*AIM OF THE EXERCISE:* Record by record, give the entire listing again exactly.

*EXTRACTED DATA:*
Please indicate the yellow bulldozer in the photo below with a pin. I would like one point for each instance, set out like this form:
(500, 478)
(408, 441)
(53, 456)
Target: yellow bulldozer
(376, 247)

*RESPONSE:*
Please indicate the yellow bulldozer in the photo below with a pin. I would like one point for each instance, set out like this form:
(500, 478)
(408, 441)
(53, 456)
Target: yellow bulldozer
(376, 247)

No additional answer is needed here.